GIVEN DATA:
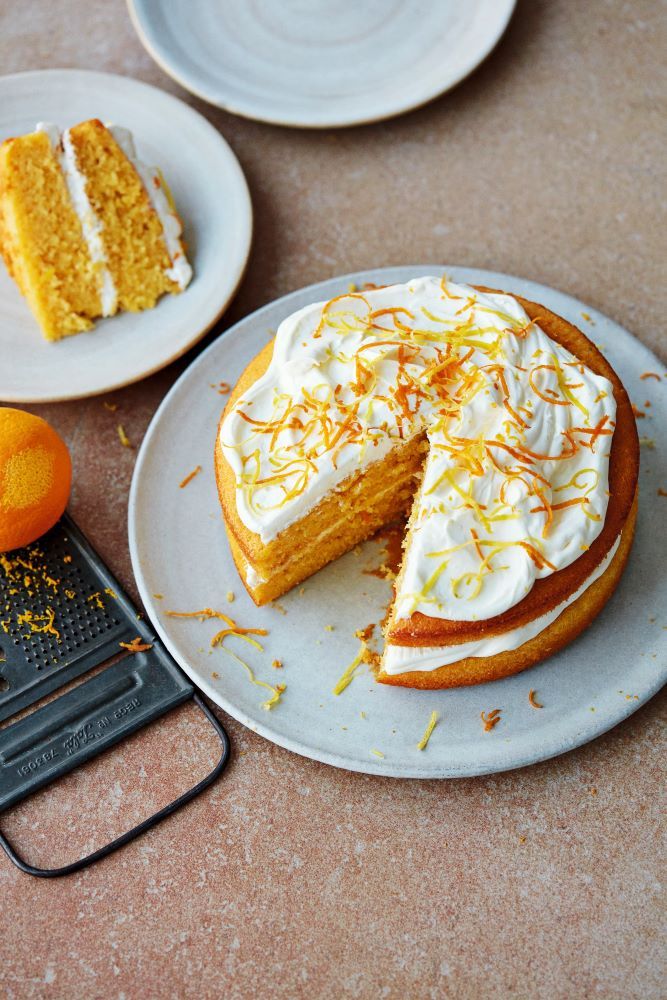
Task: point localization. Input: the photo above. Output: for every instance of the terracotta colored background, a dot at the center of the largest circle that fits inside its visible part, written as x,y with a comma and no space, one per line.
290,878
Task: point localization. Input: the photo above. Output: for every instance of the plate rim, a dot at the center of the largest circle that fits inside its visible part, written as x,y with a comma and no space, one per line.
384,768
185,80
246,211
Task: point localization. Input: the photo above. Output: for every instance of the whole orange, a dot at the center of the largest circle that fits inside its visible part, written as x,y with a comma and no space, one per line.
35,477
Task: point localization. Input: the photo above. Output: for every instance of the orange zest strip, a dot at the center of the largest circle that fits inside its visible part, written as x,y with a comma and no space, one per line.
189,477
532,699
490,719
136,646
233,628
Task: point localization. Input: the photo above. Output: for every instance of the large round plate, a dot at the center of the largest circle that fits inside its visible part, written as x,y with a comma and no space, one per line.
319,63
212,198
179,550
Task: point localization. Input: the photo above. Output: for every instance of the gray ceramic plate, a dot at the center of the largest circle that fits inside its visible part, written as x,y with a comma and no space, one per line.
179,550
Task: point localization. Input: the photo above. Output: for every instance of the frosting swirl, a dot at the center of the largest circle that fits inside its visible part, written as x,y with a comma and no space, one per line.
515,484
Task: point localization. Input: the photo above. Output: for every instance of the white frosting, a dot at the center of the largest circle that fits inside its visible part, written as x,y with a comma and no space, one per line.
404,659
91,225
179,271
517,426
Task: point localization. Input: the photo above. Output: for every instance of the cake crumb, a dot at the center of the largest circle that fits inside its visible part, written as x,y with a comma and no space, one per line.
122,436
364,634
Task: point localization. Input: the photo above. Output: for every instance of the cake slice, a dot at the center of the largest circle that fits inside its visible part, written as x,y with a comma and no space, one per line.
86,229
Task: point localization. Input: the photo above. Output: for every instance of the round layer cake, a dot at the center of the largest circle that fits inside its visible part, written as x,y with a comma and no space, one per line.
498,425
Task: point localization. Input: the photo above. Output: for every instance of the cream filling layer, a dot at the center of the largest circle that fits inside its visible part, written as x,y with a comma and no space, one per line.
405,659
91,225
179,270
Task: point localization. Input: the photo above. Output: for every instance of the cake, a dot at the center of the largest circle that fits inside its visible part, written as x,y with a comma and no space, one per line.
497,424
86,229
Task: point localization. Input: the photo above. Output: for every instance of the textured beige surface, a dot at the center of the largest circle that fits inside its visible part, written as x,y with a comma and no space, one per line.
291,879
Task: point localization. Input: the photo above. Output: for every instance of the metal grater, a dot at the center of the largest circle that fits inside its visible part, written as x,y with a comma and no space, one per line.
62,613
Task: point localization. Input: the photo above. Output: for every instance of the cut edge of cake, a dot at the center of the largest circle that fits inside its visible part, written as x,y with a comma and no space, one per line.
103,236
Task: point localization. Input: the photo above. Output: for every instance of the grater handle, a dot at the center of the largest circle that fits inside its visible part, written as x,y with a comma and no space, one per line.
136,831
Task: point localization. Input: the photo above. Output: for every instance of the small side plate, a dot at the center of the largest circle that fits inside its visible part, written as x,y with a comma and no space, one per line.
179,550
319,64
212,198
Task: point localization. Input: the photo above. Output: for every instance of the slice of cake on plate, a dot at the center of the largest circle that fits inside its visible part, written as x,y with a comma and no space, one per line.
86,229
499,426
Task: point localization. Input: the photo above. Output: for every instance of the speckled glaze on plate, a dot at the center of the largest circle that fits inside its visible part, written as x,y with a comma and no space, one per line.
319,63
179,550
212,199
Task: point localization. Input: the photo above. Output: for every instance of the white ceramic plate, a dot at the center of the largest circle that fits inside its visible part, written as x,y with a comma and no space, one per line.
212,198
179,550
319,63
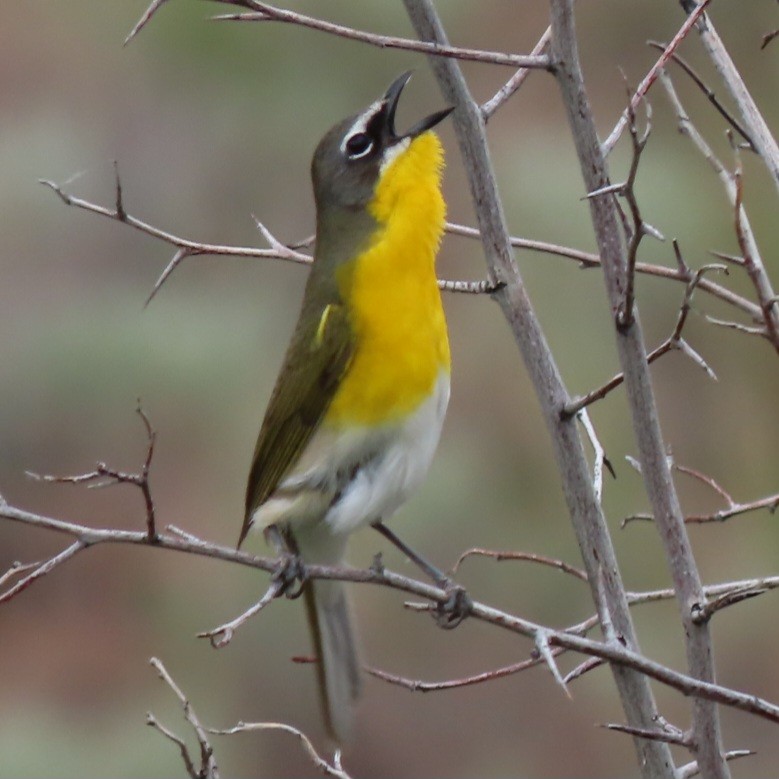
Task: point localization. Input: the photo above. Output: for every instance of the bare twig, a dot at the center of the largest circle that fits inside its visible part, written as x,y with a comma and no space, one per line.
757,273
222,635
515,82
667,734
733,508
693,769
674,341
586,513
186,247
418,685
600,460
328,769
711,96
652,75
208,768
263,12
104,476
658,481
523,557
763,141
144,20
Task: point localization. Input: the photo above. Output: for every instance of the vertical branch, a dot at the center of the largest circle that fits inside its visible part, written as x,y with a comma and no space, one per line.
706,739
654,757
764,142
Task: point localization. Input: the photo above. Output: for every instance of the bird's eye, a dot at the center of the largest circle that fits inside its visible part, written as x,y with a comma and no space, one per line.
358,146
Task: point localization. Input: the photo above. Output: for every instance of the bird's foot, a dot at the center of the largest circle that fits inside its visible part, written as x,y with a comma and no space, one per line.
449,613
289,576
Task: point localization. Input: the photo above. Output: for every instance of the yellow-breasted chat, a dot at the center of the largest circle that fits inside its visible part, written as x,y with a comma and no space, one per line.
357,409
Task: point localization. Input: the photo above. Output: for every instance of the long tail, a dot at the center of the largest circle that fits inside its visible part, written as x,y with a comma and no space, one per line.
329,616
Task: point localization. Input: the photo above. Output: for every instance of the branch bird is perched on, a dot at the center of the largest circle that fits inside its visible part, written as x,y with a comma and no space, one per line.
357,409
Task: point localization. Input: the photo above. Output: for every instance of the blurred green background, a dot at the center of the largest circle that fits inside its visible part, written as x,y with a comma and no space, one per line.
211,123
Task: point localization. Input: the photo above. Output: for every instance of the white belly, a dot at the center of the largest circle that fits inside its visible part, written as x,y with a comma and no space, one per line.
351,478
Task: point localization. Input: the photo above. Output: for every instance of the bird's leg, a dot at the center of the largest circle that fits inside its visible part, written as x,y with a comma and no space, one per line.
290,574
457,606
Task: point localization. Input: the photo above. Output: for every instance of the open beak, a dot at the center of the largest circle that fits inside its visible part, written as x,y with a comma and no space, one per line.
391,97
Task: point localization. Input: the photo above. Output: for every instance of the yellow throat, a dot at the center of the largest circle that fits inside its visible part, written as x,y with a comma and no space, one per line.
392,295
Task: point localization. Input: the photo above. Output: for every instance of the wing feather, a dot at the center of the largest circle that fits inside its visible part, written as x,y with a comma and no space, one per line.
316,360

INSTRUCTIONS TO FOLLOW:
Everything in the records above must be repeated exactly, except the pictures.

WRITTEN SOLUTION:
Task: point localization. Input: the photo above. Output: for every instance of the terracotta colored background, a dot at the center of the largest circle that fits inside its visible part, written as x,y with a comma and no space, one per line.
290,878
Task: point localization. Input: the photo above. Output: for every instance of the plate rim, a dot at the center of the largest circle that fits inside its visible part, written as x,y with a comma and no space, one per line.
384,768
185,80
246,211
Task: point localization. Input: the photo above. Output: for every instance of the whole orange, a dot at the center of the largest circle that fits inside its visible part, written as x,y with a comma and no space, one per line.
35,477
Task: point localization. Input: the photo above. Output: for every instance of the orange zest strip, a dot at the center of the largest circle that fits inside its visible part, written as x,y with a comma and no space, one per line.
189,477
532,699
490,719
136,646
233,628
Task: point localization. Input: the photo above. Output: for every instance of the large round plate, a dot at the center of the largest circle that fits inside its visible part, written as x,y with a comma and no space, one per line.
319,63
212,198
179,550
Task: point localization. Input: the photo above. Output: for every instance of the gray ceramic plate, a dot at the center of the largest circle that fits inside its visible part, written as x,y with a comma and no space, one per line.
179,550
Task: point localization. Input: the photo above. Output: for every instance of the frosting swirl, a dot at the center of the largest circle that fits inside its visible part, written as x,y with a comma and no space, one per line.
515,484
Task: point localization. Input: the photo above. Output: for every instance of the white frosting, a dot at the center of the largest circle that fits inside its visible part, written as x,y with a comma and no space, one per line.
404,659
91,225
179,271
517,426
Task: point localization. Input: the photo above. Output: for every instance of the cake crumb, a dot at the center of the largest circle that fits inside its visible part, written as x,y with a comma and no space, one per line.
122,436
364,634
Task: point localization. Input: the photo above. Output: for every instance of the cake slice, a dot at the center of the largest circle that fits inside its visible part, written as x,y with a comma and no space, one per line.
86,229
Task: point localization. Input: the photo above. Output: for every instance of the round layer cake, a dot at the center of the largest circle that fits inside its visible part, written as x,y with a comma and no space, one per line.
498,425
Task: point localization. Input: the photo above. Output: for every instance of the cream filling layer, a dot at the center of the largest circle that fits inside its visible part, written as x,y with a comma and no space, one per line.
405,659
91,225
179,270
Task: point localization. Input: the photo above. Output: for every instance of the cake, a dot at the center of the largest circle that fits inside its visible part, written as x,y with a comma and no space, one per line.
497,424
86,229
Task: point localization. Input: the photo above. Output: for every instance of the textured beige surface, a dot at the center of the largest circle that fits inside its visible part, written as x,y with a comma and no space, one per line.
291,879
Task: point localization. Input: the photo above. Output: for every instance of the metal grater, a dot at the center of the largest circle that fits inside its visible part, written as x,y with a comma and no space, one per line.
62,613
Task: point localization. Input: the photo above. Output: for every instance of the cut edge of cake, a dot at the center of the largest circle that fits inside its visible part, written as x,y with a comma and no space, one per line.
103,236
Task: point localization. Input: the photo above. Output: for every instance of the grater handle, a dot at the center of the largest circle that fits inside its visible part, written as x,y with a comma and no space, one per line.
136,831
Task: point localization. Input: the photo above. Output: for every instance of the small side plate, a dot at the center of the largest circle that fits inside its visible part, written as x,y with a comma and no space, one per line.
179,550
319,64
212,198
Task: point localization. Input: the photo above. Output: for every instance of the slice of cake on plate, a dot at the center of the largest circle that fits inside its visible part, written as x,y with a comma and no space, one per line.
86,229
499,426
Task: point localization. Input: the photo above. Output: for every instance of the speckled glaze on plate, a dot at the center of the largest circle that fits inside its visible part, written as x,y with a comma and no space, one per line.
319,63
179,550
212,199
Task: point localization. Input: the photo above. Output: for every instance of the white ceramic plate, a dot at the center of the largest circle that fits inside its visible part, written as x,y with a comma and no space, one per line.
212,198
179,550
319,63
Task: point localization. Input: the photo above. Output: for every instance of the bare twig, a dot at the center of the largest circle that fits inside its visible part, written as x,y with a comma and no space, one per line.
757,273
222,635
515,82
667,734
733,508
693,769
674,341
586,513
186,247
418,685
600,460
328,769
711,96
652,75
208,768
263,12
104,476
658,481
523,557
763,141
144,20
Task: point localization. Input: the photo above. Output: for every instance of the vertical branch, a dot at the center of the largest circle that fits inside its visible part, written as x,y with a comma and no space, one per line.
706,739
654,757
764,142
Task: point localization. Input: the photo above. Output: for every instance of the bird's eye, a dot at the center of the largest circle that fits inside its visible part, written as x,y with a comma and no space, one per line.
358,146
Task: point localization. Input: the photo above. Output: for every instance of the bird's foot, a dot at the center of the largest circle that fits inside its visible part, written as x,y with a comma and no space, one per line.
449,613
289,576
Task: point localization. Input: the photo above. Output: for every instance of the yellow-breasted chat, a dot at the center of the largest circle that fits inside its visible part, written as x,y with a comma and no space, one per line.
357,409
Task: point localization. Input: the photo above. Output: for every instance of the long tail, a dot at the center of the largest circle that fits inside its visible part, written as x,y with a comma and no space, one per line.
329,616
Task: point localization. Input: the photo above. Output: for every instance of the branch bird is perched on, a dot at the center of the largest circle that fits inside its visible part, written as x,y with a comma and no space, one per line.
357,409
Task: point localization. Input: the photo above. Output: for every instance of the blurred green background, a dot at the center of the largest circle that fits inside its visible part, written as x,y with a comma and no space, one per line.
211,123
Task: point localization. Input: the photo above. Output: for every instance of the white belly, a dot at the center of the largest circle that fits inside its visible part, written as x,y with a comma and no space, one per line.
351,478
Task: point localization. Input: the photo above. Output: for every instance of the bird's leg, a dot at the center of the largest circle that fits inside its visible part, written as x,y with a comma and no space, one per line.
290,574
457,606
Task: point localization. Input: the photo above. Output: for every instance of the open beak, a dot at the center of the largest circle that fits inside its visible part, written as x,y with a comma and no space, one per line.
391,97
Task: point localization. Input: the photo above. Output: for every instance of the yellow throat, a dot at the center of the largest circle that fits inside its visible part, written as x,y with a comma and no space, one per line.
392,295
Task: point localization. Input: the photo above. Output: for every instance of the wing feather, a dot at the center of the largest circle that fits inside its visible part, written as x,y with a comma and no space, one per line.
316,360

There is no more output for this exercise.